Point annotation records:
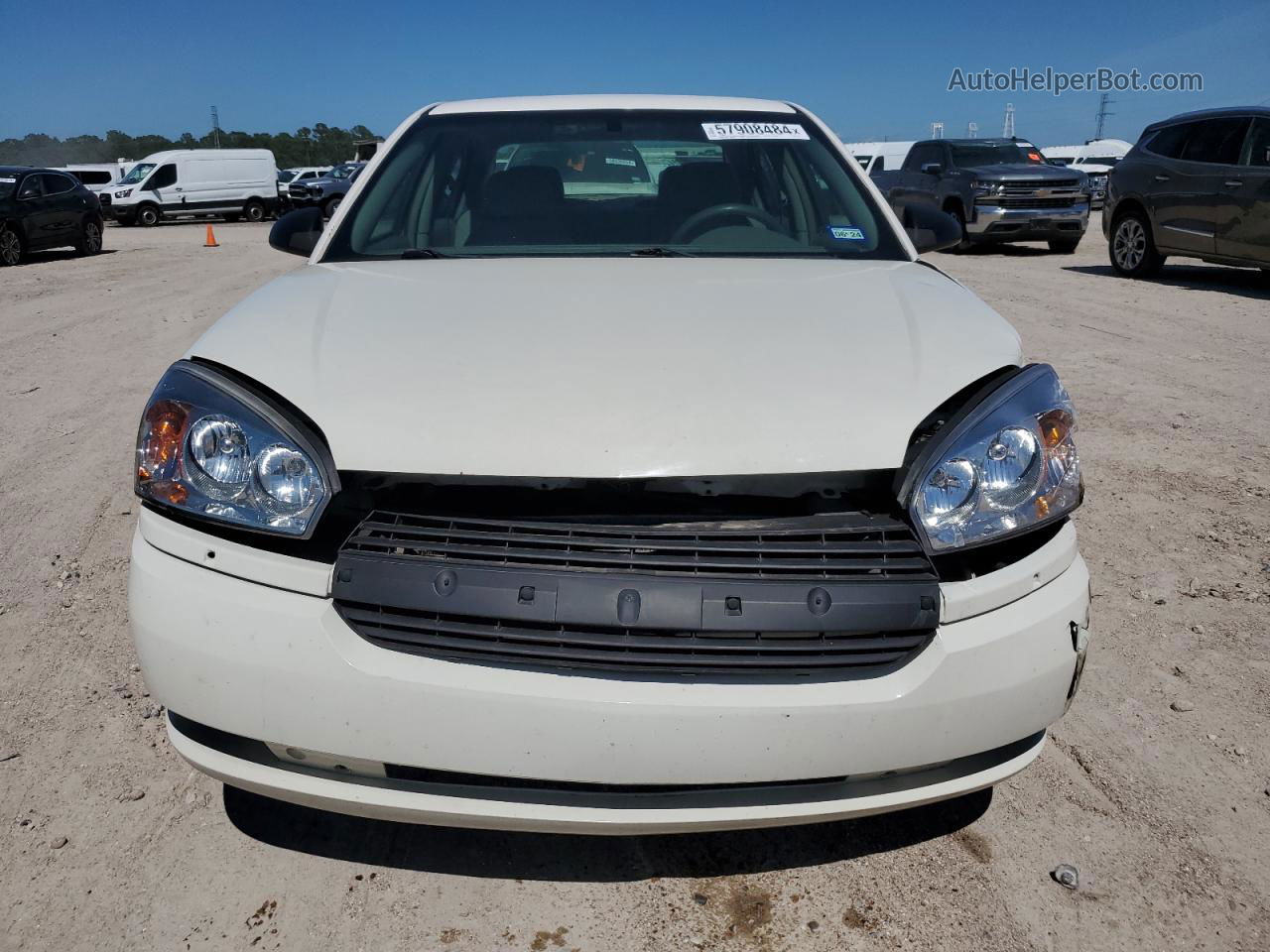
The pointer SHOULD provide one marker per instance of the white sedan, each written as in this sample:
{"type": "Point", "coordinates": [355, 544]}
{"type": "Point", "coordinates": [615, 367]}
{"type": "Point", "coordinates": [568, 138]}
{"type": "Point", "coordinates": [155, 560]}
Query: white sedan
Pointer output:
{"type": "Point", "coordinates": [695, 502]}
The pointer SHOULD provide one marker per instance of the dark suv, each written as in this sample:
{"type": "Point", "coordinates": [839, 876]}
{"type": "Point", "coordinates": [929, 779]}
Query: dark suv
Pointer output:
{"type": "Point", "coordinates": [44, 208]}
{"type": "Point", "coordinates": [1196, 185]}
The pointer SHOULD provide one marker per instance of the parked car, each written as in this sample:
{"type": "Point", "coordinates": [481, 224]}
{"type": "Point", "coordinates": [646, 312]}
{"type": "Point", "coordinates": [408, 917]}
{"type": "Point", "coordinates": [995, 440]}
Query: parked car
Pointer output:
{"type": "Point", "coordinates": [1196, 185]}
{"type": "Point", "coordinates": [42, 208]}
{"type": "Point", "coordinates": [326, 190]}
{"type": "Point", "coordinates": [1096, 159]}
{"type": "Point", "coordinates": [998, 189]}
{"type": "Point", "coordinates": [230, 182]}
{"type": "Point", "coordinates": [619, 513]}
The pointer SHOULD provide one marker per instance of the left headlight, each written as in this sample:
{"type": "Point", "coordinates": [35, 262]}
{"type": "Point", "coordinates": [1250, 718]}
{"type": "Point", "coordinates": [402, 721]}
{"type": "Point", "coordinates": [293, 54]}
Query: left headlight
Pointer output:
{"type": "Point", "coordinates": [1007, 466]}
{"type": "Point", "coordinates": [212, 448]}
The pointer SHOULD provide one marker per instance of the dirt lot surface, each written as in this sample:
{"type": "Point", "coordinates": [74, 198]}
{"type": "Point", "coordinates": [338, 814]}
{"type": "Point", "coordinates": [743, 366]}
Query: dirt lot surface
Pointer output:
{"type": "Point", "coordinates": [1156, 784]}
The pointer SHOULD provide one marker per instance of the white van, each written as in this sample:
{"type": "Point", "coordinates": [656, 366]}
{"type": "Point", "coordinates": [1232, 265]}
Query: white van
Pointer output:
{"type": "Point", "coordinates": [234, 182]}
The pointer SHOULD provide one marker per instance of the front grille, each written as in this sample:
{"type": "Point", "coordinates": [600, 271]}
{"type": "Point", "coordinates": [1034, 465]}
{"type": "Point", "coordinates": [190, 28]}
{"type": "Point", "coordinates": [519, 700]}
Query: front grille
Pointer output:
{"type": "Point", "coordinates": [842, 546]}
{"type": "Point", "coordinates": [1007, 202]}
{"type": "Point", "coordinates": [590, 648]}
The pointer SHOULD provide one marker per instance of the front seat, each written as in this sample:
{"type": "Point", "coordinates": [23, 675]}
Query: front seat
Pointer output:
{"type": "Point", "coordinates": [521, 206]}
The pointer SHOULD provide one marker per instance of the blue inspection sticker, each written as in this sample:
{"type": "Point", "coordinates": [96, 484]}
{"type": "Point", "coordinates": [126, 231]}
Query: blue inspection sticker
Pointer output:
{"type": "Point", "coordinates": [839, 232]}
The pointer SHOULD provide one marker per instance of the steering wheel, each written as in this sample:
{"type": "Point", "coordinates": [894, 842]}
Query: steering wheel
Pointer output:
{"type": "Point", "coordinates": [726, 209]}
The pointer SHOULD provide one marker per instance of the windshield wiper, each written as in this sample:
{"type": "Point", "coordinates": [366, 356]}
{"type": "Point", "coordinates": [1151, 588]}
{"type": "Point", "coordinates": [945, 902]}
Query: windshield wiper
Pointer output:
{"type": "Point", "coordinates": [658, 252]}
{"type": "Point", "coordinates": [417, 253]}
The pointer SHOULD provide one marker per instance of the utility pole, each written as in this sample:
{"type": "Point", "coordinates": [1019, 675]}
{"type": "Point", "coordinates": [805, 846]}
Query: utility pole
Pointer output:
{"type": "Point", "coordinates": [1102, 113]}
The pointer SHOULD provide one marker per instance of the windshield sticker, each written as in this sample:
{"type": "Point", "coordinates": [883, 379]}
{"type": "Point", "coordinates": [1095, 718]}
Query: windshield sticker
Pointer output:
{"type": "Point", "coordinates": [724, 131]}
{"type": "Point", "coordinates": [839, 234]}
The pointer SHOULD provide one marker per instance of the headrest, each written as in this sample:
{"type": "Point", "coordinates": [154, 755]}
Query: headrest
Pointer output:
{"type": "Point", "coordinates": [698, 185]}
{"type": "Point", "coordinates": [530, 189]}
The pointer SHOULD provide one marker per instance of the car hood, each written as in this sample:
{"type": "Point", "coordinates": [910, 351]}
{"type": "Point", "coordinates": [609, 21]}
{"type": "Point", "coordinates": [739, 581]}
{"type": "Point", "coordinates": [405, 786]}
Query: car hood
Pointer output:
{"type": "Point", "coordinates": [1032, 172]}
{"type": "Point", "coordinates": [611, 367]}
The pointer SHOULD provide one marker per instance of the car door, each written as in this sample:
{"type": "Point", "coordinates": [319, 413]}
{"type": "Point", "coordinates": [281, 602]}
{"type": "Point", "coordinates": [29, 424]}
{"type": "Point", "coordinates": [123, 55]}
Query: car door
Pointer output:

What is being asked
Lines from the one containing "of the steering" through the final line are to be given again verbatim, with nothing before or after.

Full answer
The pointer SHOULD provide one marker per instance of the steering wheel, each written as in this sample:
{"type": "Point", "coordinates": [894, 842]}
Query: steering wheel
Pointer output:
{"type": "Point", "coordinates": [726, 209]}
The pointer SHOULD provide one marker per instance of the windshield wiper, each written as in this sample:
{"type": "Point", "coordinates": [366, 356]}
{"type": "Point", "coordinates": [1151, 588]}
{"type": "Point", "coordinates": [945, 902]}
Query: windshield wiper
Pointer output:
{"type": "Point", "coordinates": [658, 252]}
{"type": "Point", "coordinates": [417, 253]}
The pointer SHOULD provide one marker per instance of the utility pole, each written as in this sample:
{"type": "Point", "coordinates": [1019, 675]}
{"type": "Point", "coordinates": [805, 846]}
Query: utility pole
Pointer output:
{"type": "Point", "coordinates": [1102, 113]}
The pointer SHOULD provide one marker per instance of the windshield sticker, each written as in this sample:
{"type": "Point", "coordinates": [883, 379]}
{"type": "Point", "coordinates": [1095, 718]}
Query: windshield sticker
Pointer output:
{"type": "Point", "coordinates": [724, 131]}
{"type": "Point", "coordinates": [839, 234]}
The pointer SHOULD provide one marker per instance of the headrest, each written as in this sample:
{"type": "Point", "coordinates": [154, 755]}
Query: headrest
Pointer output:
{"type": "Point", "coordinates": [698, 185]}
{"type": "Point", "coordinates": [530, 189]}
The pointer SHOULD provide one marker per instance of the car hood, each written as in this sample:
{"type": "Point", "coordinates": [910, 351]}
{"type": "Point", "coordinates": [609, 21]}
{"type": "Point", "coordinates": [739, 581]}
{"type": "Point", "coordinates": [405, 786]}
Query: car hood
Pointer output:
{"type": "Point", "coordinates": [1032, 172]}
{"type": "Point", "coordinates": [611, 367]}
The pointer SHOULD provide one marker per instance of the car door, each written as in this sample:
{"type": "Point", "coordinates": [319, 413]}
{"type": "Point", "coordinates": [281, 602]}
{"type": "Point", "coordinates": [29, 424]}
{"type": "Point", "coordinates": [123, 55]}
Query: car door
Pointer output:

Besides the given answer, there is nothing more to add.